[EXERCISE MATERIAL]
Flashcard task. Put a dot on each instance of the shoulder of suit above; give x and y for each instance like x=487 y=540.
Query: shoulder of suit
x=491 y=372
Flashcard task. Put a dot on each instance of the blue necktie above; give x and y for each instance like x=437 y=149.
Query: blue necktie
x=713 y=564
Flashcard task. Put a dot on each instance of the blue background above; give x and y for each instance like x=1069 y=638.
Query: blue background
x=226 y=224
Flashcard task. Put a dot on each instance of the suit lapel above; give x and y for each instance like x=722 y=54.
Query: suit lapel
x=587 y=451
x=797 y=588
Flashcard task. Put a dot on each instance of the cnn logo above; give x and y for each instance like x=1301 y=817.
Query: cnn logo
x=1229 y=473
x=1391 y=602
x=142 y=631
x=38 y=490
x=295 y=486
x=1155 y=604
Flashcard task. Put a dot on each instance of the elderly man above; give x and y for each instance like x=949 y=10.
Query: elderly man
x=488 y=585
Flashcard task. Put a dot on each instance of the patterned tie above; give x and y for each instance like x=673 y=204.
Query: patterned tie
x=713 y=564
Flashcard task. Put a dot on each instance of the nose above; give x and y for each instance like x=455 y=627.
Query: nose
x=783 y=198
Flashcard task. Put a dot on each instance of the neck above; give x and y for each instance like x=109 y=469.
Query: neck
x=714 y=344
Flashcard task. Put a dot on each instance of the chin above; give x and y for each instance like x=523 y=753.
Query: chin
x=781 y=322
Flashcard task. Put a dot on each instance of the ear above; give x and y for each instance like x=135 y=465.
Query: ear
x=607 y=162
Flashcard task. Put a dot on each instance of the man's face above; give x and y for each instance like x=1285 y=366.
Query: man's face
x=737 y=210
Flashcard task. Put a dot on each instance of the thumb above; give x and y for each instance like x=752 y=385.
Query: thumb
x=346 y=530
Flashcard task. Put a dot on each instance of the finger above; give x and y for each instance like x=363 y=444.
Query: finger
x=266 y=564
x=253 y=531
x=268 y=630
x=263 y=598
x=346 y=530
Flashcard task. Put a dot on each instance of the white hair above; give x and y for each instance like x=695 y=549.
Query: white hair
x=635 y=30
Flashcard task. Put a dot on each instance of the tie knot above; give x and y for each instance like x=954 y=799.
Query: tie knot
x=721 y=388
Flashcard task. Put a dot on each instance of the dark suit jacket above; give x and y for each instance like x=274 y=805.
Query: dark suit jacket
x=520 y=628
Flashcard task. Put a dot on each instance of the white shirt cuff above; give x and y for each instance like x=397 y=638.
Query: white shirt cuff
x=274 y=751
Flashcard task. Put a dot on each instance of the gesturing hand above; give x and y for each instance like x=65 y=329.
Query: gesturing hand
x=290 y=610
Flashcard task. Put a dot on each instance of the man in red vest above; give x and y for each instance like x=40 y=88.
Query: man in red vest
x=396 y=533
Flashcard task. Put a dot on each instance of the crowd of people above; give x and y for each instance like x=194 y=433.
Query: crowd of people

[YOUR INSTRUCTIONS]
Copy every line of the material above word for word, in its original order.

[EXERCISE RESPONSE]
Flashcard task. Put a dot on each instance of the shoulder of suit above; give x and y for each instance like x=487 y=540.
Query: shoulder of suit
x=491 y=372
Flashcard task. Put a dot on each instance of the blue necktie above; give x and y for each instance like x=437 y=149.
Query: blue necktie
x=713 y=564
Flashcard task. Put a dot on each instance of the blue background above; give x and y for each instance like x=1069 y=638.
Query: blue background
x=226 y=224
Flashcard task. Put a dot on each instance of the suit lapel above; give x and y for each instance like x=722 y=54.
Query: suit lapel
x=587 y=451
x=797 y=588
Flashcard task. Put a dot on each instance of the cnn logo above; give x and y for each instance like x=1301 y=817.
Query: cnn logo
x=1229 y=473
x=1391 y=602
x=142 y=631
x=38 y=490
x=295 y=486
x=1155 y=604
Flashcard task. Put a dot on each instance of the elderly man above; give x and y for each instance like x=949 y=10.
Query: elderly man
x=488 y=585
Flashcard task. Put a dot on each instance of the patterned tie above; give x and y for each instance like x=673 y=204.
Query: patterned tie
x=713 y=564
Flashcard task. Put a dot on each instance of the nose above; give x and y for each instance like x=455 y=627.
Query: nose
x=783 y=198
Flashcard task. Put a dot on each instance of the neck above; give x and y for each instance like x=109 y=469.
Query: neck
x=714 y=344
Flashcard task. Put a dot on each instance of the chin above; give x and y for each instance like x=523 y=753.
Query: chin
x=781 y=322
Flashcard task. Put a dot on each instance of the ear above; give x and y for each instance like x=135 y=465.
Query: ear
x=607 y=162
Flashcard task. Put a dot on each instance of the man's face above; give x and y for each instance like x=1285 y=366.
Query: man's face
x=737 y=210
Flashcard task. Put a dot on each instance of the thumb above; give x and y for each instance like x=752 y=385.
Query: thumb
x=346 y=530
Flashcard task. Put a dot on each instance of the finger above; give x and y for each instance like x=363 y=444.
Query: finger
x=266 y=564
x=253 y=531
x=268 y=630
x=263 y=598
x=346 y=530
Flashcard task. Put a dot on each instance of the white hair above; give x and y for each instance like x=695 y=549.
Query: white hair
x=635 y=30
Flashcard task. Put a dot on each instance of the tie knot above; give x and y for each instance like x=954 y=799.
Query: tie knot
x=721 y=388
Flashcard task. Put a dot on each instance of the dark suit jacket above; give x and y for each instance like x=274 y=805.
Query: dark suit jacket
x=520 y=628
Flashcard task. Put a dot on each instance of the white shirt cuff above; give x and y for each instance like x=397 y=638.
Query: white shirt cuff
x=274 y=751
Flashcard task. Put a dot on each instance of the gesturing hand above; give x and y for each instance like x=65 y=329.
Query: gesturing hand
x=290 y=610
Flashcard task. Put a dot on each instance of the man in red vest above; give x and y for each instance like x=40 y=88.
Query: man in red vest
x=396 y=533
Flashcard task. Put a dot on each instance of the crowd of people above; give x and y for each instance like x=194 y=433.
Query: crowd of people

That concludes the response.